**WORK TO COMPLETE**
Please give the data below again in full, exactly as it stands.

━━ MATERIAL SUPPLIED ━━

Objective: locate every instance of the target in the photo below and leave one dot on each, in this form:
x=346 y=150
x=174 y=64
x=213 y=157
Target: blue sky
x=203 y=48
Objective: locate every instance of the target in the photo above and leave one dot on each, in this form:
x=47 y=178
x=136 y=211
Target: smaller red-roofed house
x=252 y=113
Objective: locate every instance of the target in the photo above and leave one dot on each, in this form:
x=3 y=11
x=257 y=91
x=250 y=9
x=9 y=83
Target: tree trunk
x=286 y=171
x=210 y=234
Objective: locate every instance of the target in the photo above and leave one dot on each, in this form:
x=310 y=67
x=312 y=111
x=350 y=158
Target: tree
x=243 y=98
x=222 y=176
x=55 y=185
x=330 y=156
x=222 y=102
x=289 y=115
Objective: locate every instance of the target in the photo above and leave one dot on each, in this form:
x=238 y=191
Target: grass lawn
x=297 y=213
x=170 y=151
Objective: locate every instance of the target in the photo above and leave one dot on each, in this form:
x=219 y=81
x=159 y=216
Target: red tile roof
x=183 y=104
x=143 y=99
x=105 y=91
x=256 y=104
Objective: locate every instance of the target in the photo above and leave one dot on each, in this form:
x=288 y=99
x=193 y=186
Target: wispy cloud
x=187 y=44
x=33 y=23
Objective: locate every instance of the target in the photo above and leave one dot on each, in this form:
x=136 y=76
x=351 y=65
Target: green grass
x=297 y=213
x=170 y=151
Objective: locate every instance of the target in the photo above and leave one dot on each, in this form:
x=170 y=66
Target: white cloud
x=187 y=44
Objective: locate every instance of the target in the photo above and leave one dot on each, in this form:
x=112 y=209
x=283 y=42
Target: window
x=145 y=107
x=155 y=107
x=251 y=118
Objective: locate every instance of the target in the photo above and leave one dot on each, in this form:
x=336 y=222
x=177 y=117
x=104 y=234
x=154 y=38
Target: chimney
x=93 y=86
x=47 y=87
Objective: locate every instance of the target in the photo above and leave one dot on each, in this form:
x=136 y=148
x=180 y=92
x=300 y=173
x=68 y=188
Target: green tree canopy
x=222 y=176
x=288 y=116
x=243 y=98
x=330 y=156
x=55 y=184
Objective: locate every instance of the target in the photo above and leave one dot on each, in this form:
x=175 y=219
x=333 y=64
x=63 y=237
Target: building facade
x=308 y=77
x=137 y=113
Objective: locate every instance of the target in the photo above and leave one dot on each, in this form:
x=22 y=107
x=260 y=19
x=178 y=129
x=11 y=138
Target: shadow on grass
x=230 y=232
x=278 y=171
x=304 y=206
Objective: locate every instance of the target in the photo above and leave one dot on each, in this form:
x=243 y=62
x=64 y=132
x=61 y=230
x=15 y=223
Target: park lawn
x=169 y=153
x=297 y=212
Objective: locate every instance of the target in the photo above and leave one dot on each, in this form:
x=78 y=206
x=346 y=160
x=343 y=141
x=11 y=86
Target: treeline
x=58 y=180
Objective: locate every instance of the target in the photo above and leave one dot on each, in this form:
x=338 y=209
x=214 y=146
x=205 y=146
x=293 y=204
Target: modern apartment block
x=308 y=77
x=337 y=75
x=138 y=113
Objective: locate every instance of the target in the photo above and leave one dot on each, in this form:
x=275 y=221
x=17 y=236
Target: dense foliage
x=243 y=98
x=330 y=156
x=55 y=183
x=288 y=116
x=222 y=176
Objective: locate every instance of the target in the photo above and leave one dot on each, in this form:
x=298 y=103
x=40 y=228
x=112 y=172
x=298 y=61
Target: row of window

━━━

**ANSWER**
Objective: locate every instance of the target in the photo below and leave one dot on each, in this form:
x=346 y=150
x=174 y=64
x=213 y=157
Target: blue sky
x=203 y=48
Objective: locate every instance of the target in the photo above and leave one dot on each, in this form:
x=47 y=178
x=136 y=211
Target: smaller red-roofed house
x=252 y=113
Objective: locate every instance of the target in the photo above and leave one dot on each, in this form:
x=3 y=11
x=257 y=91
x=250 y=9
x=9 y=83
Target: tree trunk
x=286 y=171
x=210 y=234
Objective: locate every instance of the target in the photo above and leave one dot on each, in this form:
x=310 y=67
x=312 y=111
x=350 y=158
Target: tree
x=243 y=98
x=222 y=176
x=55 y=185
x=330 y=156
x=222 y=102
x=289 y=115
Objective: locate every instance of the target in the photo above and leave one dot on each, in this form:
x=238 y=191
Target: grass lawn
x=297 y=213
x=170 y=151
Objective: locate every instance of the target in the photo above and leave one dot on each, in this form:
x=219 y=81
x=159 y=216
Target: red tile roof
x=183 y=104
x=143 y=99
x=105 y=91
x=256 y=104
Objective: locate every instance of the target in the photo above and leave one dot on each, in this form:
x=288 y=99
x=193 y=186
Target: wispy cloud
x=187 y=44
x=33 y=23
Objective: locate every instance of the target in the photo above and leave one dot on each, in this form:
x=136 y=76
x=351 y=65
Target: green grass
x=297 y=213
x=170 y=151
Objective: locate every instance of the target in the photo above and leave one dot on each, in this form:
x=170 y=66
Target: white cloud
x=187 y=44
Objective: locate every instance of the target in the photo above and leave one dot on each, in this form:
x=112 y=209
x=283 y=42
Target: window
x=145 y=107
x=155 y=107
x=251 y=118
Objective: locate every instance of the target in the photo above and leave one dot on each, in this form:
x=336 y=222
x=177 y=117
x=104 y=234
x=154 y=38
Target: chimney
x=93 y=86
x=47 y=87
Objective: locate every instance of the target in the photo above and leave one dot on each, in this form:
x=136 y=148
x=180 y=92
x=300 y=173
x=68 y=188
Target: green tree canopy
x=222 y=176
x=288 y=116
x=243 y=98
x=330 y=156
x=55 y=184
Objective: locate every instance of the target in the photo above and leave one dot on each, in this form:
x=175 y=219
x=333 y=64
x=63 y=237
Target: building facade
x=308 y=77
x=137 y=113
Objective: locate every instance of the target in the photo above and leave one dot on each, in this form:
x=22 y=107
x=260 y=19
x=178 y=129
x=11 y=138
Target: shadow on grass
x=230 y=232
x=278 y=171
x=304 y=206
Objective: locate every instance of the target in the photo above and leave one dot on each, in this form:
x=243 y=62
x=64 y=132
x=61 y=230
x=15 y=223
Target: park lawn
x=169 y=153
x=297 y=212
Objective: locate every instance of the target in the photo above and leave one dot on each, in this form:
x=78 y=206
x=346 y=160
x=343 y=141
x=11 y=86
Target: treeline
x=58 y=180
Objective: locate every instance of the target in the photo above and leave one dot on each, in this form:
x=338 y=209
x=214 y=146
x=205 y=146
x=293 y=204
Target: modern apartment block
x=308 y=77
x=337 y=75
x=138 y=113
Objective: locate every instance of the target in the photo above and leave one dot on each, in this form:
x=275 y=221
x=17 y=236
Target: dense foliage
x=243 y=98
x=330 y=156
x=55 y=183
x=288 y=116
x=222 y=176
Objective: locate every instance of the target in the photo above and leave one dot on each, in this form:
x=298 y=103
x=40 y=228
x=112 y=172
x=298 y=61
Target: row of window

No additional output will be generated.